▸ What the task requires: Select every line of the listing that contains the word "beach", and copy each of those lines.

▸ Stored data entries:
----------------

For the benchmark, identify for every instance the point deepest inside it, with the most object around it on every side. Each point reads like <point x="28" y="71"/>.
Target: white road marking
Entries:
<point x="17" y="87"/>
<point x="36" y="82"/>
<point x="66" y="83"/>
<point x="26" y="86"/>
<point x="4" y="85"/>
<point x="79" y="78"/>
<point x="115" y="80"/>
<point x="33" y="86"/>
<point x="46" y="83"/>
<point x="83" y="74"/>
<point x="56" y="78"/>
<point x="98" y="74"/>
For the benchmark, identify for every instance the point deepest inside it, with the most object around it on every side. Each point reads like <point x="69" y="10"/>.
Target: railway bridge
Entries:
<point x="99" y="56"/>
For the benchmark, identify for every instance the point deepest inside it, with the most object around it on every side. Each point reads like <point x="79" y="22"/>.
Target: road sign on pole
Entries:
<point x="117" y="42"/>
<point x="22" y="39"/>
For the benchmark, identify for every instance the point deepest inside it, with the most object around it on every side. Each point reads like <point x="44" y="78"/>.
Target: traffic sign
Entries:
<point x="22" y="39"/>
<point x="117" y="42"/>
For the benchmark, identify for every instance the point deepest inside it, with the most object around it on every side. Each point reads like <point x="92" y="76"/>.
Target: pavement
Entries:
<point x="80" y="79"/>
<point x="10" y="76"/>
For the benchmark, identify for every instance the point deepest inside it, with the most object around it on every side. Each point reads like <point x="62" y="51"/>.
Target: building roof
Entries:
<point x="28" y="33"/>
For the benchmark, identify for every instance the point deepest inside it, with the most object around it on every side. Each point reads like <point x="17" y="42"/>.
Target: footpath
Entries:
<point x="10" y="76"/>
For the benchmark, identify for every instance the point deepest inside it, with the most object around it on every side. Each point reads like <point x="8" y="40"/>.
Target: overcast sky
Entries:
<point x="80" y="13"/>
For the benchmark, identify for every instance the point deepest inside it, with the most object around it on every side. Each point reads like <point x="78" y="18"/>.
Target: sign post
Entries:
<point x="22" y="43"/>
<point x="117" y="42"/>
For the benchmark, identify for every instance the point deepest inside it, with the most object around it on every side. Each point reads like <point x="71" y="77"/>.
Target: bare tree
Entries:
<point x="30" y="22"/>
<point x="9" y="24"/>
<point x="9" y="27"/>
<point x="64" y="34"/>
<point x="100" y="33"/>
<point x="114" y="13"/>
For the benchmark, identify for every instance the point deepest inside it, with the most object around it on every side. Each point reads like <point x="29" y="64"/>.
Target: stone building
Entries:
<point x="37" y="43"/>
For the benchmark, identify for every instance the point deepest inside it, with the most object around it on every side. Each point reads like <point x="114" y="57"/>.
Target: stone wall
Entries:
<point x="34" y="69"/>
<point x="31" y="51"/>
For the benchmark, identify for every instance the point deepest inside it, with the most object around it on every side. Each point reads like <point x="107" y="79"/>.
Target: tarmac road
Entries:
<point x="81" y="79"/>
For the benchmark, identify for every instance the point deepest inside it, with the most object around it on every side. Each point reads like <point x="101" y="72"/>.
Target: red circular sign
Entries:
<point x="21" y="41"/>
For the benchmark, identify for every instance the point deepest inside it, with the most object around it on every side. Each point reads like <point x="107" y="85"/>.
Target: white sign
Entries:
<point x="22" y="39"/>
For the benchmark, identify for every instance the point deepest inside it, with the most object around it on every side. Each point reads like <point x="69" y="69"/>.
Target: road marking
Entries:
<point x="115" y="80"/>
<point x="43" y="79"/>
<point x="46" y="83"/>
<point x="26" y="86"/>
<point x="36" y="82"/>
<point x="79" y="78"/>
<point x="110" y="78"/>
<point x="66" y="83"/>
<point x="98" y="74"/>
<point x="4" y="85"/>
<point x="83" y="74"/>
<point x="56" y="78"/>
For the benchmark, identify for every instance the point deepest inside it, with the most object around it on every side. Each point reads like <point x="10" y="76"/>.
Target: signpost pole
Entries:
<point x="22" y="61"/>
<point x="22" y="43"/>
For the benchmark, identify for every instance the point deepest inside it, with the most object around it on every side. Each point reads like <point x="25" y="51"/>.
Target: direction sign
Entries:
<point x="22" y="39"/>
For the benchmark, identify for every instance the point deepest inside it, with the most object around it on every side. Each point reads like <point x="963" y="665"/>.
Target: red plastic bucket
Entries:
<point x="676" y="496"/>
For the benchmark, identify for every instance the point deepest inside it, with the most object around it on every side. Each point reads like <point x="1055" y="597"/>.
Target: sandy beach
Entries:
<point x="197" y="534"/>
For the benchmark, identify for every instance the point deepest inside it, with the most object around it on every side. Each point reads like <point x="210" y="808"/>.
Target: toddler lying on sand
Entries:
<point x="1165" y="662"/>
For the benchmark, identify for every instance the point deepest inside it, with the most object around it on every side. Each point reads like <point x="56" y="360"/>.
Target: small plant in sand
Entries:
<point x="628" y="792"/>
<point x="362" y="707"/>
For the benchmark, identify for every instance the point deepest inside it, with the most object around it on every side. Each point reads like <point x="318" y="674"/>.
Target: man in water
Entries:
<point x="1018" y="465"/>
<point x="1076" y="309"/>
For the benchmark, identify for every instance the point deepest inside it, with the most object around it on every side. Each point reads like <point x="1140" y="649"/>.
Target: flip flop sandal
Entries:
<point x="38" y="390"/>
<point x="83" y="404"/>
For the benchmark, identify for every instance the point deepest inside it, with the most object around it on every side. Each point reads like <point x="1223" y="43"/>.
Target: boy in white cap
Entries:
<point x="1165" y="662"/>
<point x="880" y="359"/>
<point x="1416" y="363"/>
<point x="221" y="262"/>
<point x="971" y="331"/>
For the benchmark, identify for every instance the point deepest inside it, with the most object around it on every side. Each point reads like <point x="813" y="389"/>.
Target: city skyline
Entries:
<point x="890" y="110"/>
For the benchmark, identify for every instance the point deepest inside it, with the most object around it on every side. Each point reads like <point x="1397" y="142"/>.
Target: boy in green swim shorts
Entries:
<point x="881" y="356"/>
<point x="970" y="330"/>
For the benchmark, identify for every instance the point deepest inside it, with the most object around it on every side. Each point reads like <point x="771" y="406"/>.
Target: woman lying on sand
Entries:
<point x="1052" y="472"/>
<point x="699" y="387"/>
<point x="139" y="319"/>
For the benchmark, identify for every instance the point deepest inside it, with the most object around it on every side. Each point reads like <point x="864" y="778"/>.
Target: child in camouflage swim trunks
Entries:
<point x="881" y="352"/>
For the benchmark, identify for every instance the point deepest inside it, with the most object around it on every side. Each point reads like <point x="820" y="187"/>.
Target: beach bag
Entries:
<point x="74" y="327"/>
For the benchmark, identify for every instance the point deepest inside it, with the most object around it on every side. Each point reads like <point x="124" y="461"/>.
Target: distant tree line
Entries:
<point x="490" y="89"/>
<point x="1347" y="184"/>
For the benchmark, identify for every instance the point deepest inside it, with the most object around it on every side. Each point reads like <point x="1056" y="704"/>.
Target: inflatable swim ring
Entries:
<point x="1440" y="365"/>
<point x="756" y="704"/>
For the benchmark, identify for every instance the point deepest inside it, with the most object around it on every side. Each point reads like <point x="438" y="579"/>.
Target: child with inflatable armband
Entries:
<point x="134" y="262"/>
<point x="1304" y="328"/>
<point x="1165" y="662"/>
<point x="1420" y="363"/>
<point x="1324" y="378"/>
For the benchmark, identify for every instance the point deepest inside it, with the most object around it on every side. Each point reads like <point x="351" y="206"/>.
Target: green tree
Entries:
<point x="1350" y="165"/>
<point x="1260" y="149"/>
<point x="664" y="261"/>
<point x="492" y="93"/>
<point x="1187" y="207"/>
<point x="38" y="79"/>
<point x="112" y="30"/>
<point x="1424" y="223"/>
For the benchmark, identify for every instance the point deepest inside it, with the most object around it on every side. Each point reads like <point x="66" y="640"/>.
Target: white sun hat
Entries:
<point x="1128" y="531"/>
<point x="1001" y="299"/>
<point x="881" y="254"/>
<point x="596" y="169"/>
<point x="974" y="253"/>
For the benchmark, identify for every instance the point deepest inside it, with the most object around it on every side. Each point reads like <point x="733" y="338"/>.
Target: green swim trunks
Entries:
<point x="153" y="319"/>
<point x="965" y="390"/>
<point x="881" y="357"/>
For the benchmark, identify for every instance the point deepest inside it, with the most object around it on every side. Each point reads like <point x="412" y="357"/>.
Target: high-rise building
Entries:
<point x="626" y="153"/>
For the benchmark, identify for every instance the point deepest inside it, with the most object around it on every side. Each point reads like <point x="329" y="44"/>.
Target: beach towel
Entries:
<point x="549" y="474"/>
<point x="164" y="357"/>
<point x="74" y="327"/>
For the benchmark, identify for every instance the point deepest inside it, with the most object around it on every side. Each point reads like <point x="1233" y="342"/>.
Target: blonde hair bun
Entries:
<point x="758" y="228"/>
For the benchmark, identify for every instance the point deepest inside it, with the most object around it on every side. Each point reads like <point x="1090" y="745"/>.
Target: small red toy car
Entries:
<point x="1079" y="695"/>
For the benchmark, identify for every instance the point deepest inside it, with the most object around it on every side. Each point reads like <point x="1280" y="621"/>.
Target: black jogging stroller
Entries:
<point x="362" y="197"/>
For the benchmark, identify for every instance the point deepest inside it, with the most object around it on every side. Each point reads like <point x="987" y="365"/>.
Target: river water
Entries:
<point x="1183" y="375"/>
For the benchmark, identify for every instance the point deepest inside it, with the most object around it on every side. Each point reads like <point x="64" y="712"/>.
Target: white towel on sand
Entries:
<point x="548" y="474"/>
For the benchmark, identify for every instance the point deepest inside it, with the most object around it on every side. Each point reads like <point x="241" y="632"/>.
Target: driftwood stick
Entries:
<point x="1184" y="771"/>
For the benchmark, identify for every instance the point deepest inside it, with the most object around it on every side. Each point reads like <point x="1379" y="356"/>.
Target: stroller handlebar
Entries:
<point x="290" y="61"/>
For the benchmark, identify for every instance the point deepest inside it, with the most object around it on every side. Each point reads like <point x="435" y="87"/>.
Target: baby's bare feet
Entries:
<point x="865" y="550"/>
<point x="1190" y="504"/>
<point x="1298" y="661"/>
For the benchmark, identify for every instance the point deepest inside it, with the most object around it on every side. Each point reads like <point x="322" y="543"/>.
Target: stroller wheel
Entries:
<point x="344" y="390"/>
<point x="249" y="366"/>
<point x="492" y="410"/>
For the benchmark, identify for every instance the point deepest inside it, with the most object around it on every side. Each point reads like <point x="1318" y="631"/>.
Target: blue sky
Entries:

----------------

▸ Answer to the exercise:
Target: sandy beach
Target: beach bag
Target: beach towel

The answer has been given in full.